To do:
1) In the interview excerpt, what led Howard Jacobson to decide that the plant-based approach was "the answer"? Explain in one to three sentences.
2) Output the passage of the interview excerpt from "Howard Jacobson: It" up to and including "whole plant-based lifestyle?", word for word.

Selected excerpt:
- - - -
Howard Jacobson: It is always my pleasure to talk to you and I love being part of an experience.
Robby Barbaro: That’s great! So, why don't you give us just a little background information? How did you get into this whole plant-based lifestyle?
Howard Jacobson: So it started in 1990, right after my father died of a heart attack. I was wandering around a Barnes & Noble. At that point, I had no interest in nutrition and health and any of that stuff. And for some reason, I pulled a book off the shelf, John Robbins, Diet for a New America. And again, no idea. So clearly forces larger than my little ego were at play here. And I devoured it. And I became, I guess you would say whole food, plant-based overnight, although, you know, I was thinking of it like vegan, no oil, no sugar. And I dropped a bunch of weight, I felt great. And I was like, Okay, this is this is the answer, this is the way to live.
- - - -
Recorded information:
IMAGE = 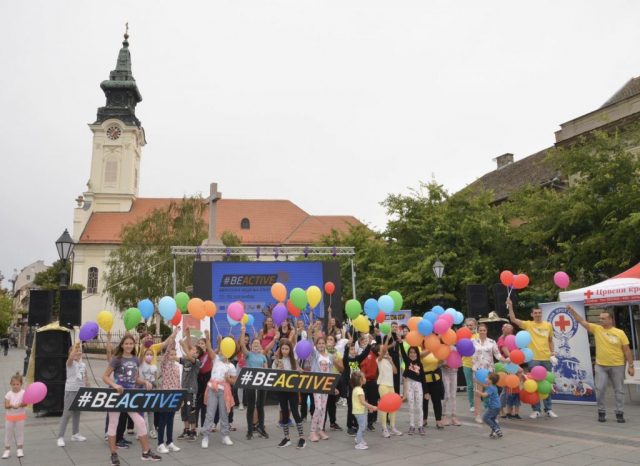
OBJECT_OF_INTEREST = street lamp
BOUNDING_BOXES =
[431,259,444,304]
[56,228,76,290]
- - - -
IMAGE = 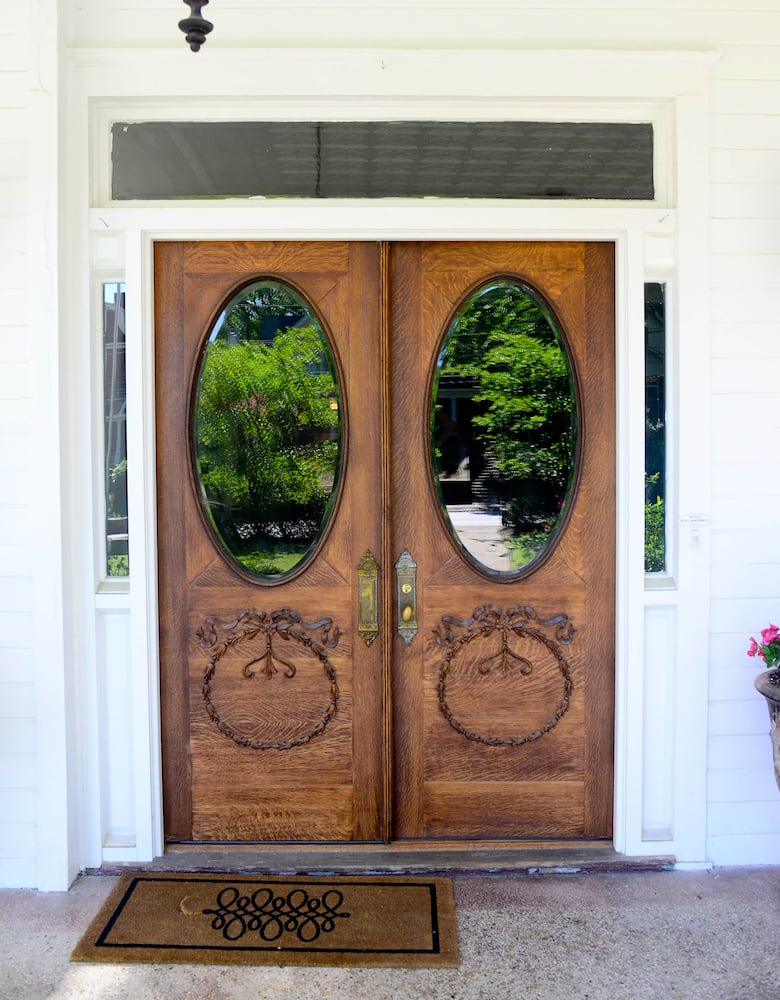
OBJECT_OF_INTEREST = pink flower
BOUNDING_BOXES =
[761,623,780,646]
- - - -
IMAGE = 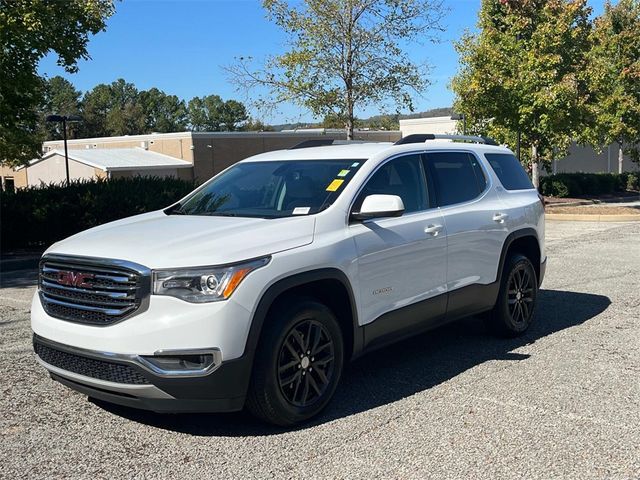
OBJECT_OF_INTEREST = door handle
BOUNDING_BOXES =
- - - -
Answers for each item:
1) After reading John Robbins's Diet for a New America, he switched to whole-food, plant-based eating overnight, with no oil and no sugar. He then dropped a lot of weight and felt great. Those results convinced him that this was the way to live.

2)
Howard Jacobson: It is always my pleasure to talk to you and I love being part of an experience.
Robby Barbaro: That’s great! So, why don't you give us just a little background information? How did you get into this whole plant-based lifestyle?